[[ Extract provided open ]]

My New Year’s wish for all of you with chronic pain is that you count yourself first. Find things that bring you joy and do them. You haven’t lost the right to be happy. Your value is unconditional.


One Moment to the Next

I never know what to do with myself from one moment to the next. Of course there are the usual commitments: go to work, do the dishes, put gas in the car, tidy up, return emails, texts and phone calls, call family members, eat, sleep, repeat. But in between those.

In the good ole days, before I had chronic pain, it was easy. I could dedicate  20 minutes to an hour a day to exercise, sit at my desk and work on a project, or meet a friend for lunch. Now, even 10 minutes of a walk or elliptical may flare me up. Mixing cookie dough may flare me up. Sitting at a desk or a restaurant definitely will flare me up. Driving more than 15 minutes at a time probably will flare me up. Carrying two quarts of chicken soup from the deli to the car did flare me up. And once a flare is up it takes both the chiropractor and the massage therapist to get my pain back down (not gone, mind you, but down).

This constant sense of limitation makes me feel like every day I fail just a little. Normal life’s activities can cause me so much physical pain that I never really know how much to try to do or how careful I should be. Being too sedentary is just as bad as doing too much. Everyday I start anew and find myself discouraged, and somehow disappointed in myself.

I was talking with Erin, my massage therapist, about this. I told her that part of the problem is my ego. Erin, paused. Then she said “Ego is a Dick.”

I was very successful in my career before chronic pain, and was motivated to continue to expand my abilities. I am still motivated, but there are so many obstacles. Mainly the fact that sitting is so painful has kept me from going back to school. I take webinars and online classes from time to time, but it is not the same as being there. Networking is harder, and I am only able to work short days anyway.

“Ego is a dick.” Suddenly it all became clear to me. Ego is a bully and a dick and something that tells you you are never good enough! Having chronic pain is a huge blow to my ego. And if I believe in spiritual growth, which I sometimes do and sometimes don’t, perhaps my ego needed to be knocked down for me to learn something, or to grow. I have no idea what the lesson is. I don’t think I have learned it yet. I will certainly let you know when and if I do! For now, I just have to decide what to do next. Work on my novel? Practice learning Spanish? Watch TV? Play Candy Crush Saga? Listen to an audiobook? Read a book? Do laundry? Take a walk? I guess I should be grateful that I still have choices.

[[ Extract provided closed ]]

◆ Required tasks ◆
a) Repeat word for word the part of the chronic pain post that opens with the words containing "One Moment to the Next" and closes with "in between those.".
b) In the chronic pain post, once a flare is up, what does it take to get the pain back down?
Draw only on the chronic pain post.

[[ Data extracts open ]]

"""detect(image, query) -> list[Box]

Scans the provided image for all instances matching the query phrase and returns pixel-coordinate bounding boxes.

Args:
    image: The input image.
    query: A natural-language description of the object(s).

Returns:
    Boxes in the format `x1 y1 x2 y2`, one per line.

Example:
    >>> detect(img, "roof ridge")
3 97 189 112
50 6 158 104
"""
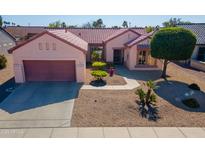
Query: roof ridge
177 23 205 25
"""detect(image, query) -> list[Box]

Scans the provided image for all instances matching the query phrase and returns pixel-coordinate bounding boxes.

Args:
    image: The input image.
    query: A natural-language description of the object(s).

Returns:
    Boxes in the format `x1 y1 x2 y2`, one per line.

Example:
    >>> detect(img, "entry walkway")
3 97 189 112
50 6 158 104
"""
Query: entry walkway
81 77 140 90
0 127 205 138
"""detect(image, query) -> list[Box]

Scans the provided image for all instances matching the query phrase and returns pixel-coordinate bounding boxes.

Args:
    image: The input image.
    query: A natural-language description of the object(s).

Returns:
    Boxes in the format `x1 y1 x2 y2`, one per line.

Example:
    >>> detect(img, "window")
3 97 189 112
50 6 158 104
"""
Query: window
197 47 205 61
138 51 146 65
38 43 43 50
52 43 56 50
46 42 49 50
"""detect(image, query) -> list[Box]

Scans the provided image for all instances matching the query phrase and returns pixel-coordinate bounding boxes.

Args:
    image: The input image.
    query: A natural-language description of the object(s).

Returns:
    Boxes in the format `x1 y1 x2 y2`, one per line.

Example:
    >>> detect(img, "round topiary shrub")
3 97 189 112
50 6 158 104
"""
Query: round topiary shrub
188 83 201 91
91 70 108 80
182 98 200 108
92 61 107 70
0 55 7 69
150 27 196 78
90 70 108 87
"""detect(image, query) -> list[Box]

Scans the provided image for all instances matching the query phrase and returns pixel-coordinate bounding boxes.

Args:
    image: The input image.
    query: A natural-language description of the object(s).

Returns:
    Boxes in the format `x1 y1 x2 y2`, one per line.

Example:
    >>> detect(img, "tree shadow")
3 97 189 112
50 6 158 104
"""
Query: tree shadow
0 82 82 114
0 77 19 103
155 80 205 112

[[ Data extracts closed ]]

◆ Answers to this exercise ◆
a)
One Moment to the Next

I never know what to do with myself from one moment to the next. Of course there are the usual commitments: go to work, do the dishes, put gas in the car, tidy up, return emails, texts and phone calls, call family members, eat, sleep, repeat. But in between those.

b) It takes both the chiropractor and the massage therapist.